◆ Text shown:

# Storebro Royal 33



## Cesco (Sep 6, 2007)

Got myself a Storebro Royal 33 from 1981. I am renovating it now and trying to get as much info as possible about this model. It's a center cockpit made in Sweden relatively heavy and strongly built. Original engine VP MD17c. She is in quite a good condition and looks good and will look even better soon. Anybody who has or had in the past the same boat? Thanks...


----------



## knuterikt (Aug 7, 2006)

Hi
I newer oned one but I found some info that can be usefull.
The boatbuilder are still in business, but today they only build motor boats.
You can fin all the Classic sailboats here http://www.storebro.se/nav.aspx?pageid=99
Maybe they can help with more information.


----------



## Cesco (Sep 6, 2007)

Thanks Knuterikt. I had gotten there already, but there isn't much information besides the nice picture. It was their last saiboat and 61 of them were built. Being apparently quite sturdy I would believe quite a few of them are afloat somewhere andit would be great to be able to share info and advise.


----------



## doffe (Aug 7, 2007)

Cesco:

Also just bought one earlier this summer and am cruising down the US east coast at the moment. There is a Google Group (search under Storebro as I am not permitted to post the link), but with very limited activity so far. I have gone through the boat very carefully his summer and would be happy to share my experiences so far. We have also pushed her pretty hard during a late season sail through lake superior, north channel and georgian bay, which she passed with flying colors. She is very stable and well balanced as long as you take the reefs (we sailed in winds ranging from 10 to 20 m/s). We did break a few items and found some leaks that needed fixing, but nothing surprising in light of the age and the preasure. All winches needed TLC, but was all like new folloing disassembly, cleaning and oil/greas. There are a few construction glitches that are useful to keep in mind. I would make sure that you also take a look at all of the through hulls under or near the water line (there are many of them) and replace all hoses that are connected to them, including the one in the cockpit locker.

Best regards,

Doffe


----------



## Cesco (Sep 6, 2007)

Hi Doffe
great reading you! I haven't done much sailing so far. But I and others with more experience than me found her more agile than her shape and age would have made presume. All through hulls have been checked, two seacocks changed and I shouldn't have any surprises there. Waiting for some bureaucracy doing its course I've been trying to shape her up with new electronics and changing upholstery and revarnishing the interiors. I had to give up the elegant B&G original instruments as it seems it would have been too expensive to fix and in its place installed ST60+ Raymarine depth speed and wind. New GPS with chartplotter and VHF will be set up this week. There I am done.

◆ Stored records:
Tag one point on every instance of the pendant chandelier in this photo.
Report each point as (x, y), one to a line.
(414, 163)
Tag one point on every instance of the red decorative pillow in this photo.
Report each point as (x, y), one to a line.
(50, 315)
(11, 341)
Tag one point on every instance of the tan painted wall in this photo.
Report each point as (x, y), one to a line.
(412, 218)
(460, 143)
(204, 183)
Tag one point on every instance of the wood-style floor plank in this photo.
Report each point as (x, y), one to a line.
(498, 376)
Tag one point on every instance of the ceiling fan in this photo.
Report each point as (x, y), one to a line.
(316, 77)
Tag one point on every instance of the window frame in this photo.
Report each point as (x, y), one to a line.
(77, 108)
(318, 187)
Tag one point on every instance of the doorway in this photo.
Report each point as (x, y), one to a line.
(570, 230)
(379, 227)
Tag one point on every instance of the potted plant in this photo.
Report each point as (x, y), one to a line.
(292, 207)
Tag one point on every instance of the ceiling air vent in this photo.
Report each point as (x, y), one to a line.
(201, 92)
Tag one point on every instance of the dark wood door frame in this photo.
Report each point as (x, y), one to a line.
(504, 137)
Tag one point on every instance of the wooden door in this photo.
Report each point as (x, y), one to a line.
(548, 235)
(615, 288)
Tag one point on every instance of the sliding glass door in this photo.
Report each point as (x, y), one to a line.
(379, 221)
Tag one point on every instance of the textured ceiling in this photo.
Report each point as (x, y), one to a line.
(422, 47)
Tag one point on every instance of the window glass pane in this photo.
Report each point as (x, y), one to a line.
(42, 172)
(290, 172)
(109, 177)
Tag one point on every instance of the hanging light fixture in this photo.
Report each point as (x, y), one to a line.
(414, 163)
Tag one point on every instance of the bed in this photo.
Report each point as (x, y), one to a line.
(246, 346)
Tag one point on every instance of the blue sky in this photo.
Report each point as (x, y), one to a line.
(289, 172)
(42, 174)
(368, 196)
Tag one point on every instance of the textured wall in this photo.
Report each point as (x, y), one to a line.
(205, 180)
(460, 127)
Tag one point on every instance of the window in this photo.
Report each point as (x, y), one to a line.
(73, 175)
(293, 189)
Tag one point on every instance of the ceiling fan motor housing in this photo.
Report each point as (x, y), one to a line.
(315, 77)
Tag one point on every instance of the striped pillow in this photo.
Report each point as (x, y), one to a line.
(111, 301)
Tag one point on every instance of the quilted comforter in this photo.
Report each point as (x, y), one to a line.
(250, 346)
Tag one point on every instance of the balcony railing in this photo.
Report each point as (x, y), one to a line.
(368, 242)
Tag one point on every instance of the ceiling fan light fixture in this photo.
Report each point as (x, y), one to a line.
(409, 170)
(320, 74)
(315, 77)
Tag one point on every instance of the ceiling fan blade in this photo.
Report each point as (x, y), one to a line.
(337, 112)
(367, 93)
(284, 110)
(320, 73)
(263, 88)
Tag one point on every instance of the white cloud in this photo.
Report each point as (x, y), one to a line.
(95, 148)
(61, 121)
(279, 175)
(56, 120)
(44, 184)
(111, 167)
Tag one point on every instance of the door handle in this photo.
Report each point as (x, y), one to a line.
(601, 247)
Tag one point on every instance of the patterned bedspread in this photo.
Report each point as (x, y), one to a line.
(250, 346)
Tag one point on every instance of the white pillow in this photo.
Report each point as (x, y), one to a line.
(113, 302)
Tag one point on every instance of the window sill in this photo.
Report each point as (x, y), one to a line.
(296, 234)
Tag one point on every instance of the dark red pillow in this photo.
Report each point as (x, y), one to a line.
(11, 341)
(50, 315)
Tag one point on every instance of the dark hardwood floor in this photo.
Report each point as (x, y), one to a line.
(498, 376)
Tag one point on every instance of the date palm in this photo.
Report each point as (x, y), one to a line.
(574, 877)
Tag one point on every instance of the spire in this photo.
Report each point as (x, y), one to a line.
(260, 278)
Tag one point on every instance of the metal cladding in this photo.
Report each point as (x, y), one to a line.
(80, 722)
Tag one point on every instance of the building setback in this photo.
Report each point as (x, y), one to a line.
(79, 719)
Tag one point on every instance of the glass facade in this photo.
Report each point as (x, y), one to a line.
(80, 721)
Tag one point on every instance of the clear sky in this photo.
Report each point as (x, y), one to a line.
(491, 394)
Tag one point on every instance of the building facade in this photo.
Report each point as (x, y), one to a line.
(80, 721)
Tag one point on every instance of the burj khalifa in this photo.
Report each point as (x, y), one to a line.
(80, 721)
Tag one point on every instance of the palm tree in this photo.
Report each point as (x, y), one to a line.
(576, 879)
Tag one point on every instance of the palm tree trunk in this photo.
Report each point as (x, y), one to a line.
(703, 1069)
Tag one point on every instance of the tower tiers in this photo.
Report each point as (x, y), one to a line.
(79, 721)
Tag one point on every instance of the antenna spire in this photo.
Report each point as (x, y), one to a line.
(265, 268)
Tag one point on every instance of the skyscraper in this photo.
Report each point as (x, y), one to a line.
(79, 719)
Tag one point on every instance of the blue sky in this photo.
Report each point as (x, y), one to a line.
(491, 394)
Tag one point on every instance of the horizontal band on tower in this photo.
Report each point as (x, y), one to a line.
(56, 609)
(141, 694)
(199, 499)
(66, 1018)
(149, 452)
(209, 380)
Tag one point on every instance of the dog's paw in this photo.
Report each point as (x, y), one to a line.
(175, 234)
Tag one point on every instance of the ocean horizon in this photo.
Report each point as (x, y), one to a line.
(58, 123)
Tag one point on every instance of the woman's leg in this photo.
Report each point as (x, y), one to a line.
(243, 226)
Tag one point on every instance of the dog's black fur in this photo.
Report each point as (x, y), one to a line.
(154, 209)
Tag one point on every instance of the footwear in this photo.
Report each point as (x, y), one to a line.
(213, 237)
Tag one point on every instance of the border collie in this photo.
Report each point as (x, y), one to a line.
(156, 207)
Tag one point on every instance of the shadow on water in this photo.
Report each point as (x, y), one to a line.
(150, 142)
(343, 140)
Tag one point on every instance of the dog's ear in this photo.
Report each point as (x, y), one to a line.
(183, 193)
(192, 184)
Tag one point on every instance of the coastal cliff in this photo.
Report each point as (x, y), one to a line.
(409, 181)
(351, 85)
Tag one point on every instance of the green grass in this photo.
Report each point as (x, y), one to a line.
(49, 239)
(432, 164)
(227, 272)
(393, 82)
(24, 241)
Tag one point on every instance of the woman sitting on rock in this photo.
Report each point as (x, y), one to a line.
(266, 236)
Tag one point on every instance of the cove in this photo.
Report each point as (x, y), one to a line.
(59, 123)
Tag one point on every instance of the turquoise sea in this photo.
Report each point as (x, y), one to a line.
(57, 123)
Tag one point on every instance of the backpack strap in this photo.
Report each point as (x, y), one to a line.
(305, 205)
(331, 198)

◆ Task instructions:
- 1) According to the Storebro Royal 33 thread, how many boats of this model were built?
- 2) Repeat the part of the Storebro Royal 33 thread starting with "Thanks Knuterikt. I" and going on through "info and advise.".
- 3) Carry on the Storebro Royal 33 forum thread from the point where it stops.

◆ Results in order:
- 1) 61 were built.

- 2)
Thanks Knuterikt. I had gotten there already, but there isn't much information besides the nice picture. It was their last saiboat and 61 of them were built. Being apparently quite sturdy I would believe quite a few of them are afloat somewhere andit would be great to be able to share info and advise.

- 3)
I still have the original MD17C engine. Gives out some white smoke but they tell me I shouldn't worry... The temperature tends to go to the end of the green scale. On the go is the flushing of the cooling circuit with citric acid.
I found the charging system not appropriate with two alternators charging the two banks with split charge diodes and so upgraded also there with Sterling chargers. Lots of money but given the boats good overall shape I expect quite a few years of loyal service.
What are the glitches you found?
Ciao. Cesco


----------



## doffe (Aug 7, 2007)

*Glitches*

There are two glitches that I have found. 1) I have resealed and glassed the forward bulkhead/anchor locker since water will collect at the aft end of the extra floor and the wood may get ruined. 2) Also, there is no proper drain from the cockpit locker if you get any water in there (it will slowly come into the engine compartment where the exhaust hose comes through). I had a diesel leak and it was painfull to get it cleaned up.

I have also rebuilt the battery boxes. Just cooked my starter batteries today as the starter bank alternator would not stop charging and am looking to find a temporary fix for that. Will likely run of the service bank for the next week or so. I alos have had to put new turnbuckles on which is fairly typical for Hasselfors stainless.


----------



## Cesco (Sep 6, 2007)

So far I haven't noticed any problems with the anchor locker, but I guess you are right regarding the cockpit locker...little to do about it anyway...just make sure you get no water in it.
Had the same problem with one battery box...but solved it with a layer of epoxy and nylon fabric...hope it lasts.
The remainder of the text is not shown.